*GIVEN EXERCISE A*. Count the lines in the rows below that contain the string "bare", and reply with the number alone.

Formal reading of ordinal numbers[edit]

Are these correct?

  • 850th = eight hundredth [and] fifty,
  • 1999th = one thousandth nine hundred [and] ninety nine,
  • 2014th = two thousandth [and] fourteen.

Thanks. --183.89.89.108 (talk) 17:56, 10 December 2014 (UTC)[reply]

  • No, the "th" always goes at the very end. 850th is said "eight hundred and fiftieth" and 1999th is "one thousand nine hundred and ninety ninth". Also applies to first and second too, so 251st is "two hundred and fifty first". --Jayron32 17:58, 10 December 2014 (UTC)[reply]
OP: I'm curious: is "100th and 50" (instead of "150th") the way it goes in your own language? Contact Basemetal here 18:15, 10 December 2014 (UTC)[reply]
  1. @Jayron32: Thank you so much :)
  2. @Basemetal: My native language is Thai. To form an ordinal number, the word thi (ที่; literally "place, position, etc.") is placed in front of the number. For example:
    1. 850 = paet roi ha sip (แปดร้อยห้าสิบ),
    2. 850th = thi paet roi ha sip (ที่แปดร้อยห้าสิบ);
    3. 1999 = nueng phan kao roi kao sip kao (หนึ่งพันเก้าร้อยเก้าสิบเก้า),
    4. 1999th = thi nueng phan kao roi kao sip kao (ที่หนึ่งพันเก้าร้อยเก้าสิบเก้า).
--183.89.89.108 (talk) 18:31, 10 December 2014 (UTC)[reply]
Thanks. So you see in Thai it is actually pretty much like in English except it is (1) simpler (only one version of the sufaffix ที่, compare English -eth, -th, -rd, -st, -nd; and no irregularity, compare English one - first, two - second, three - third, five - fifth) and (2) the sufaffix ที่ is placed always placed first whereas in English the sufaffix always comes last. Contact Basemetal here 19:16, 10 December 2014 (UTC)[reply]
Except if it comes first, it would be a prefix... --Jayron32 19:19, 10 December 2014 (UTC)[reply]
You're absolutely right. Corrected. In fact I'm wondering if from the point of view of Thai grammar ที่ wouldn't be analyzed as a regular word, not as an affix, but I'll let the OP or anyone who knows Thai respond. For those who like fixes affixes can be divided into suffixes (also known as postfixes), infixes, prefixes, circumfixes and suprafixes.
Thi (ที่) has many meanings and classes.
  1. As noun, it means (a) place, position, locality, etc.; (b) office, position, rank, status, etc.; (c) land. For example:
    1. ซื้อที่ (sue thi) = buy (a plot of) land
    2. ที่ประชุม (thi prachum) = auditorium, conference hall, etc. (literally "meeting place")

*SOURCE DATA*.
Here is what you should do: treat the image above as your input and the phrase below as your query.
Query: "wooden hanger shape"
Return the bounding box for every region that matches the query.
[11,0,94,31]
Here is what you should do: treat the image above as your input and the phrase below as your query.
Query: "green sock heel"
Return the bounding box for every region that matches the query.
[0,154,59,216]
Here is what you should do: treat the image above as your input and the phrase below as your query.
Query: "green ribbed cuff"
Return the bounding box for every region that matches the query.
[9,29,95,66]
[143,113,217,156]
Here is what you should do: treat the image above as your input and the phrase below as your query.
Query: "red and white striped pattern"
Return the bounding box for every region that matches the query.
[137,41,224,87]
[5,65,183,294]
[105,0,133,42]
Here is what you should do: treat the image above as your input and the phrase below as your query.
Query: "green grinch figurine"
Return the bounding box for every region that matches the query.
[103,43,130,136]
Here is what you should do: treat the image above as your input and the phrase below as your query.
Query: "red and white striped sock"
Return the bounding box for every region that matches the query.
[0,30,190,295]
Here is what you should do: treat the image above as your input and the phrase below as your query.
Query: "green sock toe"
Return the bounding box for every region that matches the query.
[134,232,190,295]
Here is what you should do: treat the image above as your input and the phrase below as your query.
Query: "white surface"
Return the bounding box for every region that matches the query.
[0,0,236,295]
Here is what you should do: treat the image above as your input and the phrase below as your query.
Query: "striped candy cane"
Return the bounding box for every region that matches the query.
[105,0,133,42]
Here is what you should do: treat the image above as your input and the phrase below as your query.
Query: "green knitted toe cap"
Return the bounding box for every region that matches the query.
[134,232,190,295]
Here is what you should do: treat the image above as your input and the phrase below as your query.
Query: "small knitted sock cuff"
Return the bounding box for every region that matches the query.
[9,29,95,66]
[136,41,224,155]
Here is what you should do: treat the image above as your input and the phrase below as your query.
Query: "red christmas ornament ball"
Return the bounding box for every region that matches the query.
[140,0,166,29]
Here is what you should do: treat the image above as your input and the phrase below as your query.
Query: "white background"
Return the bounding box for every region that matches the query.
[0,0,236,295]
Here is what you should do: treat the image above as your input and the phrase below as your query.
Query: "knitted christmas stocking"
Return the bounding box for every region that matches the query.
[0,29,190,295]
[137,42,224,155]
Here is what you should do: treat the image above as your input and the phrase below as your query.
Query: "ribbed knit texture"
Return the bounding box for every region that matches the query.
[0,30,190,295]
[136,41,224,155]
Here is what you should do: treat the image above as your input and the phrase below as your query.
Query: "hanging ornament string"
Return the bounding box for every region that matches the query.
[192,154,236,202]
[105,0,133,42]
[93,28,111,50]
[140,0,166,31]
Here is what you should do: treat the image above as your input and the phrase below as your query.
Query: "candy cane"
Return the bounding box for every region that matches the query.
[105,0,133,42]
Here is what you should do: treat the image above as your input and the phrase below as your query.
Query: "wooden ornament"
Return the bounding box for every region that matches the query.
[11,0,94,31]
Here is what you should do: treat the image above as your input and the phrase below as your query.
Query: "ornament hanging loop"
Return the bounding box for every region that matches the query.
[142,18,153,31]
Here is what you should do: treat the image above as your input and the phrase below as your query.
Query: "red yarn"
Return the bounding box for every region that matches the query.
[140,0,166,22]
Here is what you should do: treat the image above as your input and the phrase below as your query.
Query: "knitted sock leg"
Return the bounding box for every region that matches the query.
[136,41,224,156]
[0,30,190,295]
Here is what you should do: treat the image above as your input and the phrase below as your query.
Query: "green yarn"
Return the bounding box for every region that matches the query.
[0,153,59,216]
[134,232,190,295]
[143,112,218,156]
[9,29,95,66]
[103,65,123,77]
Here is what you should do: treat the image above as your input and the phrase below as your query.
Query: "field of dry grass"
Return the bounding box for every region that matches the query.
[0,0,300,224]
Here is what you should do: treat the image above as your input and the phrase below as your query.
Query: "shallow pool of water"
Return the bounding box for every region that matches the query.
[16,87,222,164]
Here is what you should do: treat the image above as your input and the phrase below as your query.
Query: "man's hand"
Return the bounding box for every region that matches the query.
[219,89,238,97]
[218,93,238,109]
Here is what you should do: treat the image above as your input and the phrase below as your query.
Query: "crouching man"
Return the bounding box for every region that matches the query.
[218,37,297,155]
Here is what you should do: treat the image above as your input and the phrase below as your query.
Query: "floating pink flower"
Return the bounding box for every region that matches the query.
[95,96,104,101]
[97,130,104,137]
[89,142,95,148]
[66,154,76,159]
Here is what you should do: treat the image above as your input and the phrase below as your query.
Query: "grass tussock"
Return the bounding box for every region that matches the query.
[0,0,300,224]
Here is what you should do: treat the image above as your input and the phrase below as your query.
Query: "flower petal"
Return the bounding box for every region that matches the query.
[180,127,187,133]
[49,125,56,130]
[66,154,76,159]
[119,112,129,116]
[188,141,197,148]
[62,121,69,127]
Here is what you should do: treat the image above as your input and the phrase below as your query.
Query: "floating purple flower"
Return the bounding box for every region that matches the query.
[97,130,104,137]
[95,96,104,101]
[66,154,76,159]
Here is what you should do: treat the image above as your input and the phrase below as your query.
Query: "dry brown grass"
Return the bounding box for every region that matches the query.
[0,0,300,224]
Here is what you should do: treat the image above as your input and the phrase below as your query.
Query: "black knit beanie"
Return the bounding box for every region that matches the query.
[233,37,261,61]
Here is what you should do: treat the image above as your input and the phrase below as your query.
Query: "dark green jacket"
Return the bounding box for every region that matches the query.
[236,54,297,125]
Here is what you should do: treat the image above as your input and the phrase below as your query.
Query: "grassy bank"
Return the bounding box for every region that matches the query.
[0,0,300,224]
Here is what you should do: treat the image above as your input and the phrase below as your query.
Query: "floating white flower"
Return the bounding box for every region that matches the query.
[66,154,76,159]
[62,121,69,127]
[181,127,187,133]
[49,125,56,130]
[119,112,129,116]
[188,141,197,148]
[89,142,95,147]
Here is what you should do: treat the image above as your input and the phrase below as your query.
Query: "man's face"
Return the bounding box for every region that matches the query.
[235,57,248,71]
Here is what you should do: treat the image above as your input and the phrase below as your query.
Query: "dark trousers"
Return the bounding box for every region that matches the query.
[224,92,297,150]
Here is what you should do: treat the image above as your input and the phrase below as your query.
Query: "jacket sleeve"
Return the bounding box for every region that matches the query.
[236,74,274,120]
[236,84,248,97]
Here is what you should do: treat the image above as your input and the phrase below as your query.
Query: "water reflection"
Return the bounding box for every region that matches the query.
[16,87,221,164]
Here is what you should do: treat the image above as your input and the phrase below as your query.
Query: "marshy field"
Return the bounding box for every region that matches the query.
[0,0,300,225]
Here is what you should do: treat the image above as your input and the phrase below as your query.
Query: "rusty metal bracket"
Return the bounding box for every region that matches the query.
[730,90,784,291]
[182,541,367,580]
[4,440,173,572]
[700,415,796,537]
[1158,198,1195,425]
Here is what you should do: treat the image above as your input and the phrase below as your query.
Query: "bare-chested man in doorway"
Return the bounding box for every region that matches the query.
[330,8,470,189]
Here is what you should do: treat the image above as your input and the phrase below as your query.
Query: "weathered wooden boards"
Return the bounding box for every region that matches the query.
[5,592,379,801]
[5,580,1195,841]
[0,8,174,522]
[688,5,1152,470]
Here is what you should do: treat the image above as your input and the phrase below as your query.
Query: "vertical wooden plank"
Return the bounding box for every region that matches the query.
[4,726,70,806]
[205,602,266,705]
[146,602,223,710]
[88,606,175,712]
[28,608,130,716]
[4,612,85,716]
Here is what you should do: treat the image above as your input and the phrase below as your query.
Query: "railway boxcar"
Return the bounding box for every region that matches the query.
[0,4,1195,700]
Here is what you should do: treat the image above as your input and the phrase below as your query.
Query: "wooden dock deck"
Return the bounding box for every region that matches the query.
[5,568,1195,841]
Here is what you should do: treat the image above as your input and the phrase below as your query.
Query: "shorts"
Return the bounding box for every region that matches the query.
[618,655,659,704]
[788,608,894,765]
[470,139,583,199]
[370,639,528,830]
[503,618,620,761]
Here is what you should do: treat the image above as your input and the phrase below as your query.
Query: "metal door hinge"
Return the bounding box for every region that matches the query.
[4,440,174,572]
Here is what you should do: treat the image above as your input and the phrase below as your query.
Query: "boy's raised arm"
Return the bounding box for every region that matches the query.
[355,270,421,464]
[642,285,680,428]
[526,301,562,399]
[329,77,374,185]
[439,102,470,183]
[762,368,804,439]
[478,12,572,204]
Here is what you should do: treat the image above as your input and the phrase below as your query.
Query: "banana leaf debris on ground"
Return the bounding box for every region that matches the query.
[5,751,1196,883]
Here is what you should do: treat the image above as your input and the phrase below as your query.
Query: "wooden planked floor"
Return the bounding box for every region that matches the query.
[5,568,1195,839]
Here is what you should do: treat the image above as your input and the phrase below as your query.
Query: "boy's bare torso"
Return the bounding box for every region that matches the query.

*GIVEN EXERCISE B*. According to the ordinal-numbers discussion above, how is 850th said in English?

*TASK SOLUTION A*. 2

*TASK SOLUTION B*. Eight hundred and fiftieth.